» PROBLEMS TO WORK ON:
(A) Return the part of the red knot survey journal below that starts with "Monday, July 9, 2007" and goes on through "back to camp.", copied word for word.
(B) Resume the red knot survey journal below from its last sentence and write what comes next.

---- TEXT PROVIDED

Monday, July 9, 2007

Canada - Victoria Island, Nunavut, Wednesday, July 4, 2007

We spent the last day in the field re-surveying Mt. Pelly for red knots. With the coordinates of the three nests found in 1999-2003, we used GPS to cover much of the area we had surveyed at the start of the trip but without success. We went back to Mt. Pelly that evening to listen for knots, but still no luck. We stayed to watch the sun, still far from the horizon even though it was nearly 11:00 pm, but eventually a strong cold wind drove us back to camp.

Gwen pointing out a red knot nest cup on Mt. Pelly occupied by a breeding pair in 2001, (see silver coin in the bottom of the nest cup)

After a day breaking down camp and packing, we moved back to Cambridge Bay in preparation for our long flight home. Breaking camp after eight days is a bit like moving house, but using ATVs instead of a van. It took two trips with four ATV’s to move everything back to town.

--------
---- DATASET ROWS

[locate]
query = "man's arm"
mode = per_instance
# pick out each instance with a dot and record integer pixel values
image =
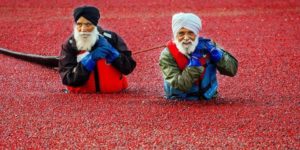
(124, 63)
(71, 72)
(228, 65)
(182, 80)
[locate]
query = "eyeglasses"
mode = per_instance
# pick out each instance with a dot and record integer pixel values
(84, 24)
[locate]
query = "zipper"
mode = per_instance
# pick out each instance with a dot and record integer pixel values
(97, 81)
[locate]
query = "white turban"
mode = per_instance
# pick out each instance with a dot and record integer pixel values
(189, 21)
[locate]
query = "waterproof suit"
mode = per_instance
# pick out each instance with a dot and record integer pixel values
(193, 83)
(105, 78)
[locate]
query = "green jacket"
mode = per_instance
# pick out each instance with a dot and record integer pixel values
(184, 80)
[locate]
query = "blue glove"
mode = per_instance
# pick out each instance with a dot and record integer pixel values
(114, 54)
(102, 49)
(216, 53)
(88, 62)
(194, 60)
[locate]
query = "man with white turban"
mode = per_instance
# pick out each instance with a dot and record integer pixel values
(189, 62)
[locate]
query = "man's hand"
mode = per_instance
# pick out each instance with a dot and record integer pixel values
(105, 50)
(216, 53)
(102, 49)
(194, 60)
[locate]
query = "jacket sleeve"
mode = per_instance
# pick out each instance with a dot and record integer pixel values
(125, 63)
(228, 65)
(71, 72)
(182, 80)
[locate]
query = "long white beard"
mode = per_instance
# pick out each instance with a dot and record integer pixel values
(86, 40)
(184, 48)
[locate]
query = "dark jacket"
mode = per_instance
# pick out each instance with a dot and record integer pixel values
(74, 74)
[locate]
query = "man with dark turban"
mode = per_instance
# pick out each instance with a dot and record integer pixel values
(93, 59)
(189, 62)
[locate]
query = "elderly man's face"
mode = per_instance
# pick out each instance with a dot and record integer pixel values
(84, 25)
(186, 36)
(186, 41)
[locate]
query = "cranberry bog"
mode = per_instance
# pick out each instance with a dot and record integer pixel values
(257, 109)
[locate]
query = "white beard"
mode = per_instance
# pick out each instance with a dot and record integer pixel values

--------

» THE RESPONSES:
(A)
Monday, July 9, 2007

Canada - Victoria Island, Nunavut, Wednesday, July 4, 2007

We spent the last day in the field re-surveying Mt. Pelly for red knots. With the coordinates of the three nests found in 1999-2003, we used GPS to cover much of the area we had surveyed at the start of the trip but without success. We went back to Mt. Pelly that evening to listen for knots, but still no luck. We stayed to watch the sun, still far from the horizon even though it was nearly 11:00 pm, but eventually a strong cold wind drove us back to camp.

(B)
Our trips to the Augustus Hills, Lady Pelly and Little Pelly had taken us through Cambridge Bay three times. This allowed us to have much more interaction with the towns folk than on our previous expeditions to Southampton Island and King William Island. There, we were in complete isolation the whole time. This time we were fortunate to experience life in a predominately Inuit town and get to know some of the people. Peter Laube, his wife Helen Koaha and their lovely children, six in all, rented us the ATV's and graciously provided logistical support. It was unexpected and greatly appreciated. Peter and Helen typify the independent and entrepreneurial spirit of the people in this remote arctic settlement, running both a rental business and a construction company.

Helen, Peter and their children.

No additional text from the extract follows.